Records from a point-labeling set:
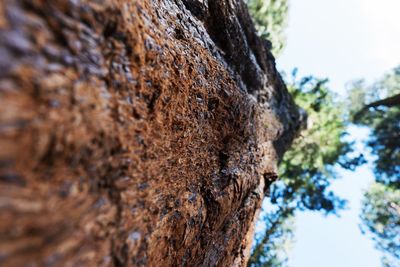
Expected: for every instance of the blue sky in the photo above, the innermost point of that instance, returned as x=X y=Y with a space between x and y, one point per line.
x=343 y=40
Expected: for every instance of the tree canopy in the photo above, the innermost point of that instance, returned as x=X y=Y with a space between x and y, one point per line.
x=307 y=169
x=270 y=18
x=377 y=106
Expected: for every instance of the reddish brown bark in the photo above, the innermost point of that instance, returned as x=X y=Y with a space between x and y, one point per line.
x=134 y=132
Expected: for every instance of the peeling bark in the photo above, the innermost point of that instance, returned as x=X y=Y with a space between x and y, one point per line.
x=135 y=133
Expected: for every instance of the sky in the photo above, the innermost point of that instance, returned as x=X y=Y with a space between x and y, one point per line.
x=343 y=40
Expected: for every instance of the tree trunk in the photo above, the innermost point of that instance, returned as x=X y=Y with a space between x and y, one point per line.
x=135 y=132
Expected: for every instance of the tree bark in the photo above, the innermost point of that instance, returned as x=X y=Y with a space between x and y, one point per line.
x=135 y=133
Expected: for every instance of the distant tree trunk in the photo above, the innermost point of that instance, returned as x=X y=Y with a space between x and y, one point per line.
x=135 y=133
x=386 y=102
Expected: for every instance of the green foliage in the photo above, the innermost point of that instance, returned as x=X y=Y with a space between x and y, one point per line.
x=306 y=170
x=270 y=19
x=381 y=217
x=381 y=206
x=383 y=122
x=272 y=246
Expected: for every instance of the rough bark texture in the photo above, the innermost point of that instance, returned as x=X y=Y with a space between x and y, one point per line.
x=135 y=132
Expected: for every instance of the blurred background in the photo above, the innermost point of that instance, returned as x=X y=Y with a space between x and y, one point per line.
x=338 y=200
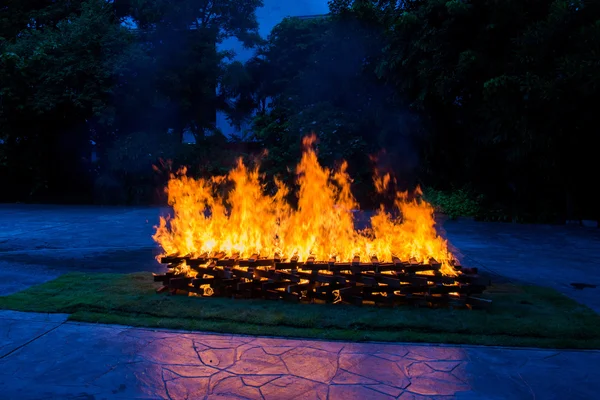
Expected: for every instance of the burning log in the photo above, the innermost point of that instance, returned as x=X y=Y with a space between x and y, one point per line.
x=314 y=251
x=383 y=283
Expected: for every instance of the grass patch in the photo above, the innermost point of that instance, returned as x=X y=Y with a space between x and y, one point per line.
x=520 y=315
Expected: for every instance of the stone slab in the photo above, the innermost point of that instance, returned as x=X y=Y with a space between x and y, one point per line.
x=78 y=360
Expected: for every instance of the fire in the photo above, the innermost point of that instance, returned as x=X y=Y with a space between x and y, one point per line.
x=232 y=214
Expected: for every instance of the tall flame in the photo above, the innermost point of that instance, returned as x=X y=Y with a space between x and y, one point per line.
x=246 y=221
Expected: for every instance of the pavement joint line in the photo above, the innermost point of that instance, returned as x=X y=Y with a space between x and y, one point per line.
x=31 y=341
x=71 y=249
x=301 y=339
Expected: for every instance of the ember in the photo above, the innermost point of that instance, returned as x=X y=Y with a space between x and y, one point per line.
x=252 y=244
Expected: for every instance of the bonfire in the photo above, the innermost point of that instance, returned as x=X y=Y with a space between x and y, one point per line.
x=243 y=239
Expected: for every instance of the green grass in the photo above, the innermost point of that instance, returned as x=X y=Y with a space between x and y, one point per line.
x=519 y=316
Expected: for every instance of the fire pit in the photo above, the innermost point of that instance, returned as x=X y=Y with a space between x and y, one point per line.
x=229 y=238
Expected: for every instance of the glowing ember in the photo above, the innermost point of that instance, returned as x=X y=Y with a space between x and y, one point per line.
x=245 y=221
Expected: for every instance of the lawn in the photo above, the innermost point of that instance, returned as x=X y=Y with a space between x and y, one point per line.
x=519 y=315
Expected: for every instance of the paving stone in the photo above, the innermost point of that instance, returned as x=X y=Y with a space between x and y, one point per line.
x=311 y=363
x=356 y=392
x=44 y=357
x=290 y=387
x=382 y=371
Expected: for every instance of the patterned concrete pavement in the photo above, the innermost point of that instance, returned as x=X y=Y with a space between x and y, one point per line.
x=44 y=357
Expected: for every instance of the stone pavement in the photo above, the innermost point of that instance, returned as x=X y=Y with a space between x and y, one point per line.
x=545 y=255
x=39 y=242
x=44 y=357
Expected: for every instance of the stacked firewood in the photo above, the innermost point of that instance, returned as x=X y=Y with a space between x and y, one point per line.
x=356 y=282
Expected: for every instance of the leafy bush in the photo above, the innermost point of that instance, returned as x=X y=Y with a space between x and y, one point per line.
x=457 y=203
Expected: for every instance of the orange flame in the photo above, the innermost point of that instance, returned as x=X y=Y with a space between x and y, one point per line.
x=246 y=221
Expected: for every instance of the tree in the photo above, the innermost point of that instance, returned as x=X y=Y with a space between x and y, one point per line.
x=55 y=75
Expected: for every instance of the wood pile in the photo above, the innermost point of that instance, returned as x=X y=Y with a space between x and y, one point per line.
x=356 y=282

The task: Reproduce every line of the listing above word for word, but leave the pictures out of your answer.

Result for this exercise:
Expected: for every instance of the blue sky in the photo above, the innermost point of that instance, returned as x=X y=Y with a space between x and y, one point per line.
x=343 y=40
Expected: for every instance of the tree canopy in the photo above, the innermost point of that instance, returned as x=X y=Y with a space between x and y, one point per line.
x=307 y=169
x=270 y=18
x=377 y=106
Expected: for every instance of the reddish brown bark in the photo above, the innermost point of that instance, returned as x=X y=Y with a space between x and y, one point per line.
x=134 y=132
Expected: for every instance of the peeling bark in the photo above, the innermost point of that instance, returned as x=X y=Y with a space between x and y, one point per line.
x=135 y=133
Expected: for every instance of the sky in the photo above, the innermost point of that instance, returned as x=X y=Y with a space between x and y, one point per line.
x=343 y=40
Expected: for every instance of the tree trunk in the photo above, the innermost point of that instance, returned as x=X y=Y with a space between x and y, one point per line.
x=135 y=132
Expected: for every instance of the tree bark in the photo above, the innermost point of that instance, returned as x=X y=Y with a space between x and y, one point per line.
x=135 y=133
Expected: for every instance of the distant tree trunk in the photo above, the innermost point of that instance, returned as x=X y=Y with a space between x and y, one point per line.
x=135 y=133
x=386 y=102
Expected: for every instance of the green foliage in the photo above, the innermost point of that instance, returned as x=X y=Y with a space between x and y, one point per line.
x=306 y=170
x=270 y=19
x=381 y=217
x=381 y=206
x=383 y=122
x=272 y=246
Expected: for every instance of the rough bark texture in the photo above, the innermost point of that instance, returned as x=X y=Y with a space between x and y, one point per line.
x=135 y=132
Expected: for every instance of the blurred background in the photo above, the innermost point of that instance, returned as x=X y=Y with a space between x and y, one point per line.
x=338 y=200
Expected: for every instance of the burning log in the photo above, the innermost point of that instance, returned as x=X y=Y with a space between x and y, one point per line.
x=314 y=251
x=383 y=283
Expected: for every instance of the grass patch in the photo above, the innermost point of that instance, returned as x=X y=Y with a space between x and y, one point per line.
x=520 y=315
Expected: for every instance of the stone slab in the photo above, the innermost point of that instance, returned as x=X y=Y with a space between x and y, one point per line.
x=78 y=360
Expected: for every instance of the fire in the photo above, the innermost point of that instance, returned as x=X y=Y with a space between x and y, one point per line.
x=232 y=214
Expected: for every instance of the tall flame in the photo above, the innermost point of that instance, returned as x=X y=Y with a space between x and y, one point per line.
x=246 y=221
Expected: for every instance of the pavement joint line in the photo above, the innermost point of that instance, returned as x=X y=Y with a space between x and y, one point per line.
x=31 y=341
x=71 y=249
x=301 y=339
Expected: for every instance of the ember in the photo above, the innermost point of that instance, returned as x=X y=Y with a space between x and y, one point per line.
x=252 y=244
Expected: for every instance of the bonfire in the photo above, the innermost point of that instance, returned as x=X y=Y with a space between x and y, one point per line.
x=243 y=239
Expected: for every instance of the green grass in the photo above, the innermost point of that instance, returned as x=X y=Y with a space between x and y, one point per line.
x=519 y=316
Expected: for every instance of the fire pit in the photo above, the innermost point of that instance, returned as x=X y=Y with a space between x and y, one point per line.
x=229 y=238
Expected: for every instance of the glowing ember in the photo above, the innermost point of that instance, returned as x=X y=Y with a space between x and y, one point per line.
x=245 y=221
Expected: for every instance of the lawn in the photo above, the innermost point of that instance, returned as x=X y=Y with a space between x and y, one point per line.
x=519 y=315
Expected: for every instance of the paving stone in the photo above, the innermost point of that instance, returned as x=X y=Y with a space between x and y, one point per line.
x=311 y=363
x=356 y=392
x=44 y=357
x=290 y=387
x=382 y=371
Expected: for every instance of the patterned concrete pavement in the photo above, the innermost point of that instance, returned as x=X y=Y with a space between x and y, one point per line.
x=44 y=357
Expected: for every instance of the stone pavement in the photo above, the innermost point of that instance, returned as x=X y=Y with a space between x and y, one point per line.
x=545 y=255
x=39 y=242
x=44 y=357
Expected: for every instance of the stacked firewood in the photo above, the innermost point of that instance, returned as x=X y=Y with a space between x and y, one point per line.
x=356 y=282
Expected: for every instance of the leafy bush in the photo above, the innermost point of that instance, returned as x=X y=Y with a space between x and y, one point per line.
x=457 y=203
Expected: for every instance of the orange flame in the photo above, the innermost point of that instance, returned as x=X y=Y with a space between x and y, one point per line.
x=246 y=221
Expected: for every instance of the tree in the photo above, the innermost point of that instance, returned as x=X y=Y with a space between x and y, one point per line.
x=55 y=75
Expected: for every instance of the wood pile in the photo above, the innermost point of that instance, returned as x=X y=Y with a space between x and y, one point per line.
x=356 y=282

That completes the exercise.